(Records from a data collection)
==================================================

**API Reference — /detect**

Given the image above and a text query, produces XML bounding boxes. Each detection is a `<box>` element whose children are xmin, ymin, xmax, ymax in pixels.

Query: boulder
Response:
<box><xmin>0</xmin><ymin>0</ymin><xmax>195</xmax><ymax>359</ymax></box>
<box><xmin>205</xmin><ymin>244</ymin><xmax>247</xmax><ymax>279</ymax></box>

==================================================

_DIRECTION_:
Convert the entries into a JSON list of strings, one string per line, skipping blank lines.

_WRITTEN ANSWER_:
[
  "**API Reference — /detect**",
  "Given the image above and a text query, produces XML bounding boxes. Each detection is a `<box>` element whose children are xmin, ymin, xmax, ymax in pixels.",
  "Query: boulder",
  "Response:",
  "<box><xmin>0</xmin><ymin>0</ymin><xmax>195</xmax><ymax>359</ymax></box>",
  "<box><xmin>205</xmin><ymin>244</ymin><xmax>247</xmax><ymax>279</ymax></box>"
]